*Task item*
Restate word for word, and only, the lines that extend from the line containing "Pin every instance of the wrist" through the end of the records below.

*Data records*
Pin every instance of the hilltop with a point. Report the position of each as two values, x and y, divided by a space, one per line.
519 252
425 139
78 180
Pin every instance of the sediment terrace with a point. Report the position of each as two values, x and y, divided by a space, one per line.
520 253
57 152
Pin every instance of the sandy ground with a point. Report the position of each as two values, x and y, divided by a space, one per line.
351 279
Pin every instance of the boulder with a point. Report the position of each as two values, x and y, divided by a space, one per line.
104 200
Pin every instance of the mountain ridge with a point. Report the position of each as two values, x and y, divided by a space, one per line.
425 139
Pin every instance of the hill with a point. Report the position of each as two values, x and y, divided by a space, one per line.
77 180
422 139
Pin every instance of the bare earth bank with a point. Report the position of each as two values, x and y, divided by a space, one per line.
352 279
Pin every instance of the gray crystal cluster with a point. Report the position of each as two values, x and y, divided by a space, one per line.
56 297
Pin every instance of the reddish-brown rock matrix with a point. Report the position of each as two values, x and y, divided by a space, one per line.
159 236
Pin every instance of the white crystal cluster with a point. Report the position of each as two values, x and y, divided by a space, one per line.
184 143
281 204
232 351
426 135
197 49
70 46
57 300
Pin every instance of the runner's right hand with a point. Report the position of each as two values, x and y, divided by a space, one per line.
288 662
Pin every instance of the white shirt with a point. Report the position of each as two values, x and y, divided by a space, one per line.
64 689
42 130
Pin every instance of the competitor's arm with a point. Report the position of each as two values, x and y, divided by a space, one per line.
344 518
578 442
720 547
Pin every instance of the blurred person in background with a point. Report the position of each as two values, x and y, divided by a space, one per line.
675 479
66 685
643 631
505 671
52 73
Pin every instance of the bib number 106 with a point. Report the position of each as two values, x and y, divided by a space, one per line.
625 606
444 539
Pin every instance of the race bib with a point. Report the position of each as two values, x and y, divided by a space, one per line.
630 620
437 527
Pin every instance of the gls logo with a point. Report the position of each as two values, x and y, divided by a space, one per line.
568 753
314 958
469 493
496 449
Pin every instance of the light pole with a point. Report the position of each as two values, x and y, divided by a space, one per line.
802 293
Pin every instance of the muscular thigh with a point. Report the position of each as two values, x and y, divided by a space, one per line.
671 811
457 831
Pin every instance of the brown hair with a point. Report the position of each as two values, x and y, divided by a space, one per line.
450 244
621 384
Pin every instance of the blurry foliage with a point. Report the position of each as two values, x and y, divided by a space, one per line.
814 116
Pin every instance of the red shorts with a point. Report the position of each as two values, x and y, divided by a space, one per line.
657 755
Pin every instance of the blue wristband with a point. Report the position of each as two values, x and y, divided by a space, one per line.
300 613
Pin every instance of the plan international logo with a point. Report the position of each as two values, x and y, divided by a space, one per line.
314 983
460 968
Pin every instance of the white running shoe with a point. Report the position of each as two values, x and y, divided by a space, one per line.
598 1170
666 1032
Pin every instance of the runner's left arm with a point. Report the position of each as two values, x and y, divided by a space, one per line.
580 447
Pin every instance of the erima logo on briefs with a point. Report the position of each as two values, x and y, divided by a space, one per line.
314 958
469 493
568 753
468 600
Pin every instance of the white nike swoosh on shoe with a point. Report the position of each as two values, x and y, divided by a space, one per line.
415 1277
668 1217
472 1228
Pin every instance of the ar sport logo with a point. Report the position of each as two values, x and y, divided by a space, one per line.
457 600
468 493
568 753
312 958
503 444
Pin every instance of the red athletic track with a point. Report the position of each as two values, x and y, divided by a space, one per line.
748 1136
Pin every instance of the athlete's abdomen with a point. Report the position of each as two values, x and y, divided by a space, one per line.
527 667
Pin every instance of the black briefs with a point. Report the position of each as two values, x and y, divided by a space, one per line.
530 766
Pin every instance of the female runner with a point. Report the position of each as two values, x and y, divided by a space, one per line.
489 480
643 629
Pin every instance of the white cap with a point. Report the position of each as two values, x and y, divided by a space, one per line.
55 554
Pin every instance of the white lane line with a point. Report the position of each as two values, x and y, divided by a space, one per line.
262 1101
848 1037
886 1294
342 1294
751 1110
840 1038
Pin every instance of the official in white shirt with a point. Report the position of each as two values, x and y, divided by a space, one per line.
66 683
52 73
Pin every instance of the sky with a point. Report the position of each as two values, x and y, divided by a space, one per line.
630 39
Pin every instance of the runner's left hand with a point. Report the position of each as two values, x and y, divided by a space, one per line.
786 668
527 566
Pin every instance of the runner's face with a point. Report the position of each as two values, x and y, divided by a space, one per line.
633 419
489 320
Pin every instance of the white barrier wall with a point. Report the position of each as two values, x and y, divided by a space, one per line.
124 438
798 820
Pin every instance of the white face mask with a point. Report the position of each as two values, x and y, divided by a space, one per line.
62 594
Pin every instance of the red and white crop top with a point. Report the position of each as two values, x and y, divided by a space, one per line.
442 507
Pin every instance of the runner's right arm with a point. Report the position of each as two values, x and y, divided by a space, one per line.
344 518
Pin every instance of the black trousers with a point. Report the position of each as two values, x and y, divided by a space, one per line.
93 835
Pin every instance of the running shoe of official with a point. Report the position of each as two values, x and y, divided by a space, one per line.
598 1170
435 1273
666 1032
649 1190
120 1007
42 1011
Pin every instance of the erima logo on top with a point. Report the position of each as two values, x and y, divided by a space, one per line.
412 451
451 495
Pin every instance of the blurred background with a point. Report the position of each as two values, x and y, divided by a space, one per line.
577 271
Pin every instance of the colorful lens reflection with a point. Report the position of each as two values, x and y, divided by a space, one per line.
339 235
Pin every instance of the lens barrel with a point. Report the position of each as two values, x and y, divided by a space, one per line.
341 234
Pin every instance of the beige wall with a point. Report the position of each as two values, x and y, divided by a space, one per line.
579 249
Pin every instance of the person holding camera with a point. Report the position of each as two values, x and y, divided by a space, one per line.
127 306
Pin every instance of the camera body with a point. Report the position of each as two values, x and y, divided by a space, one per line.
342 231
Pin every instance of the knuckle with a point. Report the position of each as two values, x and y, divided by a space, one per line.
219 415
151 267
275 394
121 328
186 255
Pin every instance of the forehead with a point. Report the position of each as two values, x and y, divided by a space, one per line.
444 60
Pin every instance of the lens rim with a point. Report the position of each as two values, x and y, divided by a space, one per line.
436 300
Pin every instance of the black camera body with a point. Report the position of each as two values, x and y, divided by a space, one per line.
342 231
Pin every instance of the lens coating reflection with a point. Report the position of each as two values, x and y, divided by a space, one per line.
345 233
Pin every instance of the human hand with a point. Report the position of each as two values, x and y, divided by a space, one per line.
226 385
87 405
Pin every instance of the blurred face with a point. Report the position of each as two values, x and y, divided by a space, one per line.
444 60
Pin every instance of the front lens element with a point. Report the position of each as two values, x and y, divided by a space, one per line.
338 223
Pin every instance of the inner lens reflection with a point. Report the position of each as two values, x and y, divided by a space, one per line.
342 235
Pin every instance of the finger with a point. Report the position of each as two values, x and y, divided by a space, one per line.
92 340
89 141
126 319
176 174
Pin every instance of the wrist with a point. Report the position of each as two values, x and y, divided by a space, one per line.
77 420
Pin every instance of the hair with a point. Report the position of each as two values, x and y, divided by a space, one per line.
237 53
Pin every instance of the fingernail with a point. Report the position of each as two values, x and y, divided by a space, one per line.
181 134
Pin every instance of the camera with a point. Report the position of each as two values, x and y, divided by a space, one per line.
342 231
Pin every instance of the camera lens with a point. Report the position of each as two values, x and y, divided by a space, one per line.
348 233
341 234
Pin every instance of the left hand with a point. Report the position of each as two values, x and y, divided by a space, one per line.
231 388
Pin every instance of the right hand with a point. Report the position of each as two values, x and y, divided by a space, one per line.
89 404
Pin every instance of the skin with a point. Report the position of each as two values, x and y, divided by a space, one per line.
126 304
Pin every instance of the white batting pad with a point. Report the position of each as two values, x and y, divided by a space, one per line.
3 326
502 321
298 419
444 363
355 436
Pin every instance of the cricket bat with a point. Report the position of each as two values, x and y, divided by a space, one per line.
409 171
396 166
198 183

*Exercise result*
Pin every instance of the wrist with a point. Report the position of each as two values, x and y, divided by a space, one per line.
77 420
Pin every instance of the hair with a point. Report the position of each as two values, x and y, divided by a space, one per line.
237 53
Pin every instance of the fingernail with a point. Report the position of each as two values, x and y, divided by a space, one per line.
181 134
Pin every instance of the camera with a point. Report the position of each as two values, x and y, divided by a space, one per line.
342 231
Pin every instance of the camera lens with a point. Report the position of each as two values, x and y, divided by a space, one per line.
348 233
341 234
Pin every instance of the left hand with a point. Report the position of each as two values, x and y, divided by a space, one per line.
231 388
Pin every instance of the right hand with a point. Report the position of each as two values, x and y, divided by a space, one per line.
89 404
Pin every instance of the skin with a point. Report the position of each as two values, x and y, divided by a space, one per line.
126 304
Pin every instance of the white batting pad with a point. Report the position of each as two values, x and y, divided by a space, one per line.
3 326
502 321
298 419
444 363
355 436
Pin every instance of the cricket bat with a point. Report the position of each as two values, x and y, divided by a space, one per line.
409 171
396 166
198 183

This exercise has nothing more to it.